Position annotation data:
☆ ☆ ☆ ☆ ☆ ☆ ☆

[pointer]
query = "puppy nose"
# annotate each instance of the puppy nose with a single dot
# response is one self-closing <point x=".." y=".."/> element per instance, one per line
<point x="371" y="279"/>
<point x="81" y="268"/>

☆ ☆ ☆ ☆ ☆ ☆ ☆

### Exercise prompt
Copy out the data above again, line for line, with no changes.

### Exercise answer
[pointer]
query = "puppy nose"
# annotate each instance of the puppy nose with a single dot
# response is one self-closing <point x=".." y=".."/> element per instance, one per line
<point x="371" y="279"/>
<point x="81" y="268"/>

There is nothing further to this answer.